*Extract*.
## begin

He's no slouch himself, of course, and is also known as one of the most tactically astute of players, yet he concedes there is still plenty he can learn from Lydon. He's a good learner, too. In the book he describes in fascinating detail the lesson he received, while making his debut for the Lions in 1997, from the South Africa and then Eastern Province fly-half Hennie le Roux.

"He showed me the value of eyes in an attacking move," Greenwood recalls. "You think, 'what the hell do eyes have to do with it?' But an experienced player can lock you with his eyes and lead you somewhere you shouldn't be." In that Lions game, Le Roux used his eyes to drag Greenwood way out of position, leaving a gap through which Deon Kayser dashed to score.

"It was like one of those zombie films. He got me in his beam and just reeled me in. In the 1998 Six Nations I was able to do the same thing. We ran a move which involved me locking eyes with my opposite man, saying 'I'm coming at you', but it was just to create space either inside or outside me. David Rees scored two, Catty (Mike Catt) one and Jerry Guscott one, all from the same move.

"That's the kind of guile you see less and less these days. I worry about rugby, about the focus on being 6ft 4in and 20 stone. Where's that Hennie le Roux cunning? It's there in rugby league, but (in union) only a handful of players, like Wilko (Jonny Wilkinson), have it. And they are vastly outnumbered by the bulldozers. I suppose you just have to evolve with the game. Jason Leonard evolved five or six times in his career. He changed body shape according to what the new diet was, what the new training regime was. Was it aerobic, endurance-based, power-based? Whatever it was he adapted."

## end

*Data lines*.
## begin

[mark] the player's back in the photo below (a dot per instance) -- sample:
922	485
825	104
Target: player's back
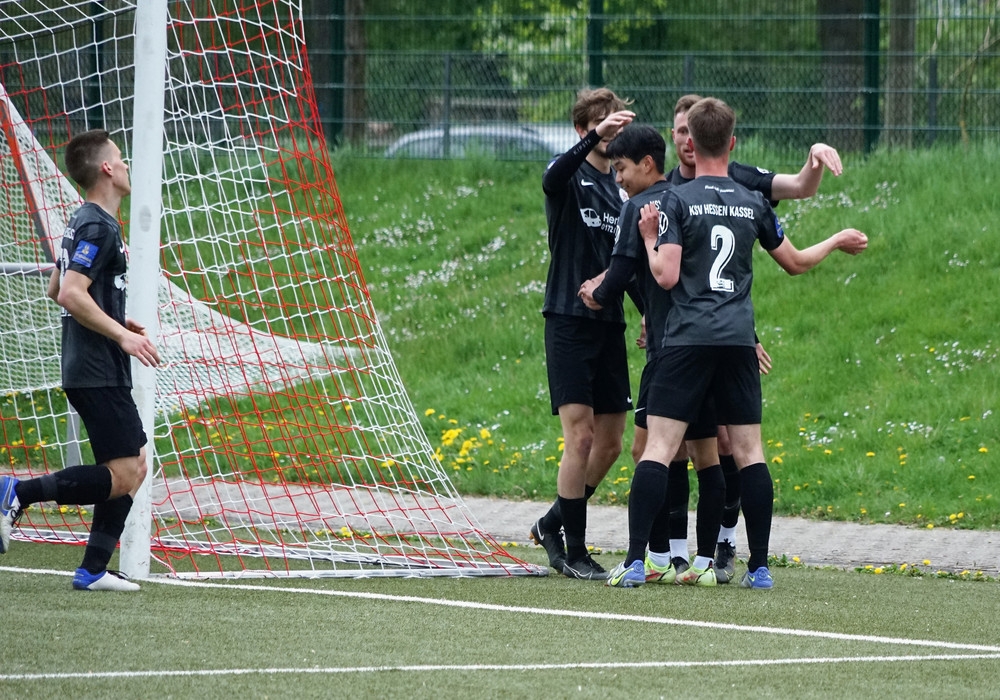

## end

*Problem requirements*.
Please carry on the Greenwood rugby piece, picking up after its final sentence. The material has no connection to the Greenwood rugby piece.

*Output of the exercise*.
Greenwood, it occurs to me as I take my leave of his home, trying unsuccessfully to bodyswerve the insistent family terrier Rufus, would probably make a fine coach when he retires as a player. He communicates easily, he has an authoritative presence, he plainly thinks deeply about the game, and he even has impeccable family pedigree, his father having coached England for a time.

"I don't think so," he says, when I ask whether he is likely to take that route. A big chuckle. "My dad might give me a clip round the ear for this, but when he was England coach, with Jonathan Davies running rings round us at Cardiff Arms Park, it always made for a bloody stressful time at home."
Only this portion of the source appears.